What this task involves: Transcribe the data exactly. Leave nothing out.

Records:
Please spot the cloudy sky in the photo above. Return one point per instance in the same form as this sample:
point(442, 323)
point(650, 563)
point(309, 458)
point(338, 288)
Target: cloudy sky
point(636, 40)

Output of the task:
Please spot the cloudy sky in the photo above. Return one point per instance in the same form as this sample:
point(442, 323)
point(650, 563)
point(309, 458)
point(338, 288)
Target: cloudy sky
point(636, 40)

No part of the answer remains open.